WHAT YOU NEED TO DO:
a) In the thread on replacing accented characters in URLs, answer these questions:
(i) What string does the asker want to turn into "en-raksmorgas"?
(ii) In the answer that uses iconv, which PHP function replaces each single space with a dash?
(iii) According to the comment dated Aug 09 '12, which PHP version transliterates both `à` and `ä` into `a`?
b) Write out the stretch of the thread on replacing accented characters from "to get rid of" through "letter or digit.".

— Start of DOCUMENT TEXT —

2

Possible Duplicate:
How to handle diacritics (accents) when rewriting 'pretty URLs'

I want to replace special characters, such as Å Ä Ö Ü é, with "normal" characters (those between a-z and 0-9). And spaces should certainly be replaced with dashes, but that's not really a problem.

In other words, I want to turn this:

en räksmörgås

into this:

en-raksmorgas

What's the best way to do this?

Thank you in advance.

Community
  • 1
  • 1
Ivar
  • 4,344
  • 6
  • 38
  • 53
  • 1
    Possibly duplicate of http://stackoverflow.com/questions/465990/how-to-handle-diacritics-accents-when-rewriting-pretty-urls – Lekensteyn Aug 27 '10 at 19:48
  • Hm, didn't see that one - I don't really find its title that describing. Thank you for notice. – Ivar Aug 27 '10 at 20:29

3 Answers3

17

You can use iconv for the string replacement...

$string = iconv('UTF-8', 'ASCII//TRANSLIT//IGNORE', $string);

Basically, it'll transliterate the characters it can, and drop those it can't (that are not in the ASCII character set)...

Then, just replace the spaces with str_replace:

$string = str_replace(' ', '-', $string);

Or, if you want to get fancy, you can replace all consecutive white-space characters with a single dash using a simple regex:

$string = preg_replace('/\\s+/', '-', $string);

Edit As @Robert Ros points out, you need to set the locale prior to using iconv (Depending on the defaults of your system). Just execute this line prior to the iconv line:

setlocale(LC_CTYPE, 'en_US.UTF8');
ircmaxell
  • 163,128
  • 34
  • 264
  • 314
  • 3
    +1 also see: http://stackoverflow.com/questions/1284535/php-transliteration Btw, it's important your locale is set correctly for iconv transliteraion to work properly. – Robert Ros Aug 27 '10 at 19:59
  • @Robert Ros: Thanks, I've added that to the answer... – ircmaxell Aug 27 '10 at 20:07
  • Wonderful! But instead of 'ä' I get 'a"'. Not a big problem, I just have to run a preg_replace to remove everything but the characters. But is it ment to be so? I'm just curious. – Ivar Aug 27 '10 at 20:15
  • @Robert Thanks, I always wondered why sometimes iconv transliteration work and sometimes it didn't. – Artefacto Aug 27 '10 at 20:16
  • Huh? You get a quote character? I tested it on my machine, and it worked fine (I got your expected output). Did you run `setlocale` first? – ircmaxell Aug 27 '10 at 20:18
  • Yeah, it's kinda weird. I'm running the setlocale function above the iconv line, but my output is: r"aksm"orgas – Ivar Aug 27 '10 at 20:21
  • The difference in transliteration appears to be based on PHP version: 5.2.9 transliterates both `à` and `ä` into `a`, as expected. But PHP 5.4 transliterates those into `'a` and `"a` respectively. – Joe Aug 09 '12 at 16:24
1

Check out http://php.net/manual/en/function.strtr.php

<?php
$addr = strtr($addr, "äåö", "aao");
?>
fcingolani
  • 581
  • 2
  • 5
0

A clever hack often used for this is calling htmlentitites, then running

preg_replace('/&(\w)(acute|uml|circ|tilde|ring|grave);/', '\1', $str);

to get rid of the diacritics. A more complete (but often unnecessarily complicated) solution is using a Unicode decomposition algorithm to split diacritics, then dropping everything that is not an ASCII letter or digit.

— End of DOCUMENT TEXT —
— Start of SUPPLIED DATA —

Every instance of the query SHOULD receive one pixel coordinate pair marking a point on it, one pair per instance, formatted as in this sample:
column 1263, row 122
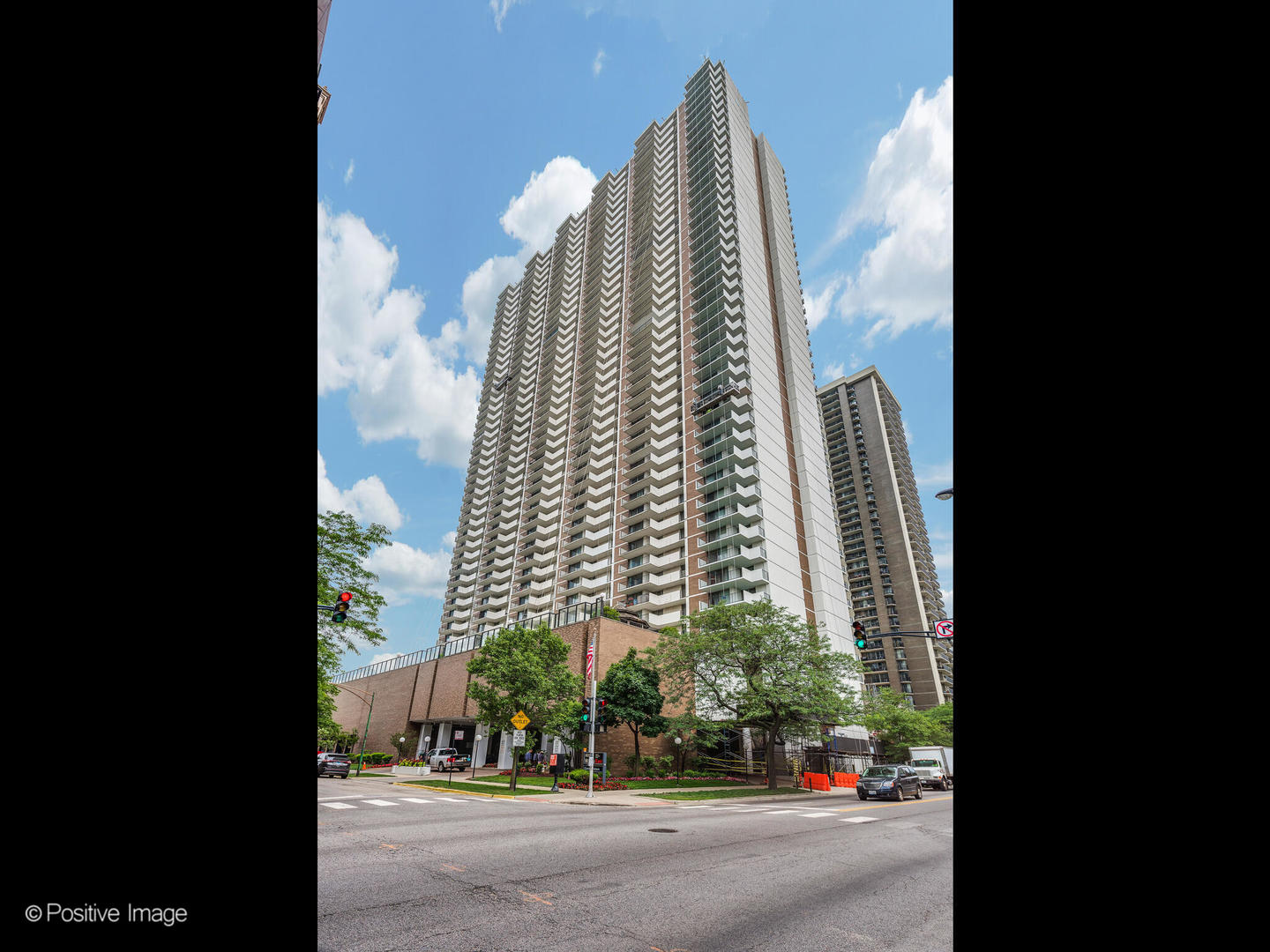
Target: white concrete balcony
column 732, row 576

— End of SUPPLIED DATA —

FINAL ANSWERS:
a)
(i) en räksmörgås
(ii) str_replace
(iii) 5.2.9

b)
to get rid of the diacritics. A more complete (but often unnecessarily complicated) solution is using a Unicode decomposition algorithm to split diacritics, then dropping everything that is not an ASCII letter or digit.